■ TASK TO CARRY OUT ■
Retype precisely the section of the data that starts at the line containing "Dear assistant, the user would like the player's shoulder" and runs to its final line, ends included.
::::::::
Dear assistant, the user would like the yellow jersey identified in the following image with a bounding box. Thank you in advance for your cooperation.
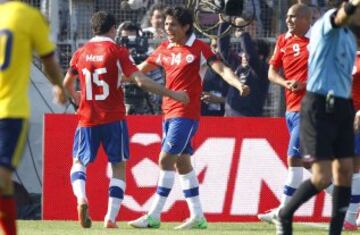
[0,1,55,118]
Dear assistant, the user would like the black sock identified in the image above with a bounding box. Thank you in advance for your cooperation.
[280,179,320,219]
[329,186,351,235]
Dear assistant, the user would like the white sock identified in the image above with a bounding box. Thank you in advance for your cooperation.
[280,167,303,208]
[70,163,87,204]
[105,178,126,223]
[179,170,203,219]
[346,173,360,223]
[148,170,175,220]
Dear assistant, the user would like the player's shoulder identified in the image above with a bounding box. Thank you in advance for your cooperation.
[157,40,169,49]
[5,1,43,19]
[275,33,288,44]
[193,38,207,45]
[193,38,211,51]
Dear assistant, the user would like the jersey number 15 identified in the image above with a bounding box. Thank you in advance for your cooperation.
[82,68,109,101]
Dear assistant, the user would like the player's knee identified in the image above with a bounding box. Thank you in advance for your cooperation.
[0,168,14,195]
[158,156,176,171]
[311,174,332,190]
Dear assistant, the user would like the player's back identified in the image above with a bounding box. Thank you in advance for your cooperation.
[72,38,137,126]
[0,2,55,119]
::::::::
■ RESPONSE BELOW ■
Dear assistant, the user would like the player's shoulder identified in the image above with a bounding box. Thank you in advance for your cooperation.
[157,40,169,49]
[5,1,43,19]
[275,33,288,44]
[193,38,207,45]
[193,38,211,51]
Dear assistant, the user would like the jersey number 15 identified in the image above with a bounding box. Thank you in advance for your cooperation.
[82,68,109,101]
Dear assistant, the user would like the player's knee identified in the image above with a bounding box. Thank you in advance for your cooperation.
[0,168,14,195]
[158,156,176,171]
[311,174,332,190]
Dear assistant, the user would like the player's back identified in the image above with a bounding box. Thank you in advance for your cooperation.
[72,38,137,126]
[0,2,55,119]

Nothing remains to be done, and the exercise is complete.